*What the task requires*.
Each entry below should be given again exactly; the pictures stay out.

────────

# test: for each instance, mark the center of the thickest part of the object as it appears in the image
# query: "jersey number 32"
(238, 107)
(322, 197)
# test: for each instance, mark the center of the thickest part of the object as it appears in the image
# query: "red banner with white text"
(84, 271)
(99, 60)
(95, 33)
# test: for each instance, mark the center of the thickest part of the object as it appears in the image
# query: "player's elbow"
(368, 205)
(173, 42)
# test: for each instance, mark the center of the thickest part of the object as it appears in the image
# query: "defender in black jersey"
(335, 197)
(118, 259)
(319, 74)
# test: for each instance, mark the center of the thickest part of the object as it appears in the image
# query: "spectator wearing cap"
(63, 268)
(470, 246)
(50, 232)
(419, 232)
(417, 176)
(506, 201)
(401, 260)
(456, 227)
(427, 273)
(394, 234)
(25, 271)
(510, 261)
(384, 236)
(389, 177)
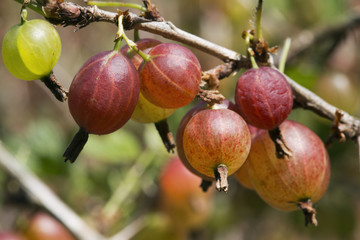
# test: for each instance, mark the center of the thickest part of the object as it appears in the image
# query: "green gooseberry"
(31, 49)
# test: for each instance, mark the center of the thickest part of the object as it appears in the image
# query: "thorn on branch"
(205, 185)
(152, 12)
(309, 212)
(212, 81)
(166, 136)
(335, 131)
(281, 149)
(210, 96)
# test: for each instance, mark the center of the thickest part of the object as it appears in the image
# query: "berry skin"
(171, 78)
(30, 50)
(145, 111)
(225, 104)
(104, 93)
(264, 97)
(102, 97)
(285, 183)
(216, 143)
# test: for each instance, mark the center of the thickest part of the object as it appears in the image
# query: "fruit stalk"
(258, 33)
(55, 87)
(281, 149)
(221, 174)
(76, 145)
(166, 136)
(309, 211)
(205, 184)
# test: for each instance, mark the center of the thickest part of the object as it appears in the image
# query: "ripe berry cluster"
(213, 141)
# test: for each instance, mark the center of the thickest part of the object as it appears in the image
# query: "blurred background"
(115, 181)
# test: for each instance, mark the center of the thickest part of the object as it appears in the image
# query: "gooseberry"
(264, 97)
(290, 182)
(145, 111)
(102, 97)
(225, 104)
(172, 76)
(31, 49)
(216, 143)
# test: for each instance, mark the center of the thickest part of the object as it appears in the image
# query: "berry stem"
(284, 54)
(252, 59)
(247, 36)
(309, 211)
(55, 87)
(166, 136)
(205, 185)
(76, 145)
(221, 174)
(117, 4)
(281, 149)
(23, 13)
(258, 30)
(121, 35)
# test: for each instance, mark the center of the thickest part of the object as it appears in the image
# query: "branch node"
(309, 211)
(221, 174)
(281, 148)
(55, 87)
(205, 185)
(166, 136)
(335, 131)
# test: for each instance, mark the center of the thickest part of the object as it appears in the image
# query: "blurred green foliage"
(124, 166)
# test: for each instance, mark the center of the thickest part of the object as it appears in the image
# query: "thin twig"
(44, 196)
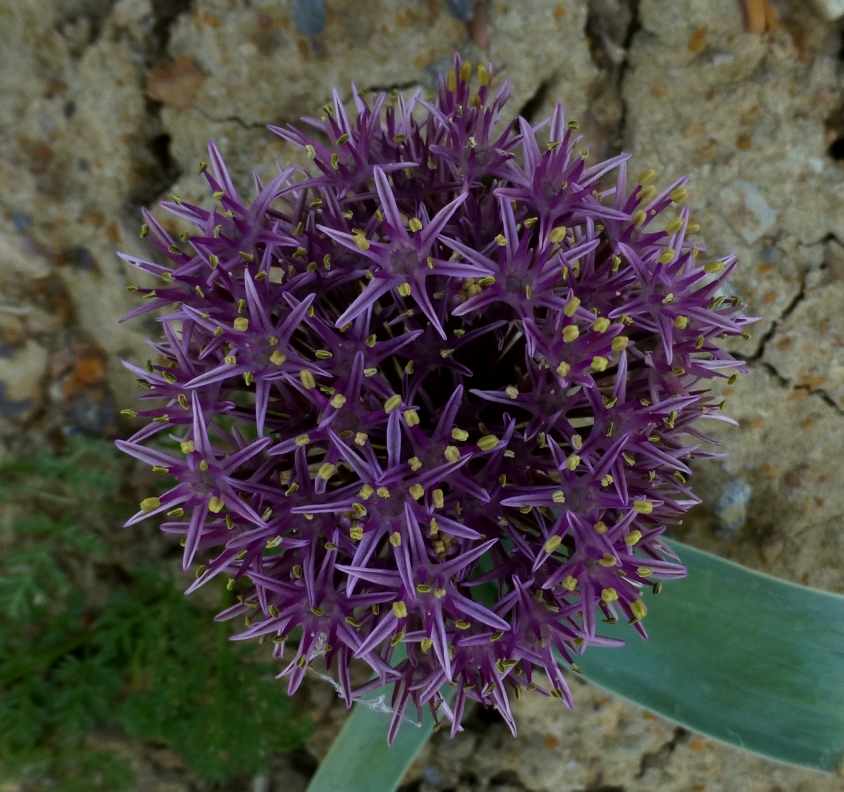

────────

*Output for this task*.
# test: for each instance, mark the center of the thickest part of the object as it appears in the image
# query: "jersey number 32"
(238, 107)
(322, 197)
# test: for each instance, mark the center of the thickest part of the object as it appears in the image
# query: "red banner with white text"
(84, 271)
(99, 60)
(95, 33)
# test: for each instance, mark the center of the thickest part of the object as it appears in the image
# query: "player's elbow"
(368, 205)
(173, 42)
# test: for each instance, mark the center of the thickest part of the object as it appears in the image
# query: "defender in black jersey"
(335, 197)
(118, 259)
(319, 74)
# test: for each instance, mark the center of the thickest part of the object as it appears in the image
# query: "spectator wearing cap"
(63, 268)
(470, 246)
(50, 232)
(419, 232)
(417, 176)
(506, 201)
(401, 260)
(456, 227)
(427, 273)
(394, 234)
(25, 271)
(510, 261)
(384, 236)
(389, 177)
# test: for each instance, mark the center of the thickest part of the object as it appears in the image
# query: "green gooseberry"
(31, 49)
# test: for each instance, mark the center of the thickest part of the object as it appears in the image
# query: "thorn on branch"
(205, 185)
(152, 12)
(309, 212)
(212, 81)
(166, 136)
(335, 131)
(281, 149)
(210, 96)
# test: for each instance, mark the center of the thickest part of the object as it appears in the image
# query: "berry skin"
(171, 78)
(30, 50)
(145, 111)
(225, 104)
(104, 93)
(264, 97)
(102, 97)
(285, 183)
(216, 143)
# test: for each instance, mark the center of the thickest part of the object as it appears in the image
# query: "fruit stalk"
(258, 33)
(55, 87)
(281, 149)
(221, 174)
(76, 145)
(166, 136)
(309, 211)
(205, 184)
# test: for each instance, mark the center of the thickest part of the object as it appears in the image
# query: "ripe berry cluster"
(213, 141)
# test: for each instance, mark the center of the thickest part of the object as it appears in the image
# query: "blurred background"
(115, 181)
# test: for each instance, mark the center of the thickest part of the object as it appears in the image
# query: "gooseberry"
(264, 97)
(290, 182)
(145, 111)
(102, 97)
(225, 104)
(172, 76)
(31, 49)
(216, 143)
# test: for each instance, mark the center of the thickest part of the object as it appears in the image
# query: "berry stem"
(284, 54)
(252, 59)
(247, 36)
(309, 211)
(55, 87)
(166, 136)
(205, 185)
(76, 145)
(221, 174)
(117, 4)
(281, 149)
(23, 13)
(258, 30)
(121, 35)
# test: for each instance, mark the center of the thickest part of the object as it appears in the image
# query: "branch node"
(309, 211)
(221, 174)
(281, 148)
(55, 87)
(205, 185)
(166, 136)
(335, 131)
# test: for each instance, mark the center of the thickest part of the object as it appears in the image
# query: "blurred green foliage"
(124, 166)
# test: for each instance, mark the center of the thickest part of the object as it appears in the image
# query: "thin twig"
(44, 196)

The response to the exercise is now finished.